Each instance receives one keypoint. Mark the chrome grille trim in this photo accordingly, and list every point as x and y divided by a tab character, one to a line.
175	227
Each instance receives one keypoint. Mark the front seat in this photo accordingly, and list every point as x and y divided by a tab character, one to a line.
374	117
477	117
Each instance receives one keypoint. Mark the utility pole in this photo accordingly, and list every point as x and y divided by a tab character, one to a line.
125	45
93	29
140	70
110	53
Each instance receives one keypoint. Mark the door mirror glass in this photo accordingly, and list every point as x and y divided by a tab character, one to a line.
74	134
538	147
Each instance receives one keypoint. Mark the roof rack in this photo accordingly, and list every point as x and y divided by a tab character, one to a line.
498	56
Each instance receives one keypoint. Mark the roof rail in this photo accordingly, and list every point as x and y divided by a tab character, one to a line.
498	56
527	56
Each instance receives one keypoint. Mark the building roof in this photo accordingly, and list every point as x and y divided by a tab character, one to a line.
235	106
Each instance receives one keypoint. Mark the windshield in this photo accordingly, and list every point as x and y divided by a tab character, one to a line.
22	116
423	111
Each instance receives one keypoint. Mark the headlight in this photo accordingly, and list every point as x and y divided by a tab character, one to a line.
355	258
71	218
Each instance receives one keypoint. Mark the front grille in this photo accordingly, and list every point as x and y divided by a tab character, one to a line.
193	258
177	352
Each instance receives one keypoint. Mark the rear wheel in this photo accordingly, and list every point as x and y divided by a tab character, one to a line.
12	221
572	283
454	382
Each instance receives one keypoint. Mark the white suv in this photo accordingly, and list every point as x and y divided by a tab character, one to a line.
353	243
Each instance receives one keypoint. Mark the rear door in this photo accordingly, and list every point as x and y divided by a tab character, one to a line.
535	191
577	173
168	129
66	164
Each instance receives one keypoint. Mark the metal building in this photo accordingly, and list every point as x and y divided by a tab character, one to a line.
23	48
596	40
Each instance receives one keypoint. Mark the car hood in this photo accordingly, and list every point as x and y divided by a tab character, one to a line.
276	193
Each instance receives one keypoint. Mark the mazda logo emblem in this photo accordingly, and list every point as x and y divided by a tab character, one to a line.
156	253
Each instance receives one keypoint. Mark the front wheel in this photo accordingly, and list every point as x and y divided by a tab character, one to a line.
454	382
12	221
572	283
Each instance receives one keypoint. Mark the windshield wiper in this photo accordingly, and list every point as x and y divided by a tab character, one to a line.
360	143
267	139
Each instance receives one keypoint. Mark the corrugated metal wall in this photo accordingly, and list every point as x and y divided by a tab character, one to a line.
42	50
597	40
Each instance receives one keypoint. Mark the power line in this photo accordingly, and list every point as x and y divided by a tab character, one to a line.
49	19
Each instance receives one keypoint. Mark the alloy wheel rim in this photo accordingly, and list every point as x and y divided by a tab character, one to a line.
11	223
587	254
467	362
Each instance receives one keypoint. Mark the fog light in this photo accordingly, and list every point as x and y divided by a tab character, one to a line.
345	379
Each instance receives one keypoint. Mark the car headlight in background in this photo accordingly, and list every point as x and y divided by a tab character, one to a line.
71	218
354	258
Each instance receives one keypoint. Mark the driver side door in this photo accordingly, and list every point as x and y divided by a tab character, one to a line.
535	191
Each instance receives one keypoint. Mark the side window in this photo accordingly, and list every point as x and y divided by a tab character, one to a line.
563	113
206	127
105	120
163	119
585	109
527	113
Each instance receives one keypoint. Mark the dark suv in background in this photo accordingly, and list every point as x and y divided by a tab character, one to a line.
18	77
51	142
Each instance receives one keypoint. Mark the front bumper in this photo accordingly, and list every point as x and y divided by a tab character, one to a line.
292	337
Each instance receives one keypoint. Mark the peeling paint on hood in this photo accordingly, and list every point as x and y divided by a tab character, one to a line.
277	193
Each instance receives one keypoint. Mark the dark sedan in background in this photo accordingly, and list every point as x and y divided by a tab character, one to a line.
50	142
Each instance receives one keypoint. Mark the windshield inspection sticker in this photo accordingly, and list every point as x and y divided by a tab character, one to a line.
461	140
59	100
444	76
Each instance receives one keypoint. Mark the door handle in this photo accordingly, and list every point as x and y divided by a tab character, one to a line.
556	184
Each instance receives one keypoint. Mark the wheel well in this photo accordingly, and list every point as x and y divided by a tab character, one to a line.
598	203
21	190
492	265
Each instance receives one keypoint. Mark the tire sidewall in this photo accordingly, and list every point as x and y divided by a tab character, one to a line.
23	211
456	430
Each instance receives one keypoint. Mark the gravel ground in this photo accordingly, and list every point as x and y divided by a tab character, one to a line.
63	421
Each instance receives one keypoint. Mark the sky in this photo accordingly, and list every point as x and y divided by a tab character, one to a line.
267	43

WHAT YOU WILL DO ▸
Update everything from the line containing "Each instance receives one keypoint. Mark the tire" down to the end of the records, replacing "tab character" with "comma" and leaving every other part unchanged.

COMPLETED TASK ▸
Each instance receives one keypoint. Mark the tire sidewall in this photo accordingly, and list every point as x and y divided by a comma, one to a line.
23	211
456	430
Each instance receives one keypoint. Mark the gravel ground in this photo accordingly, and list every point as x and y divided by a comma, one to a line.
63	421
Each instance receives one keypoint. Mark the sky in this photo accordingly, and list every point as x and y divided by a comma, one to a line.
267	43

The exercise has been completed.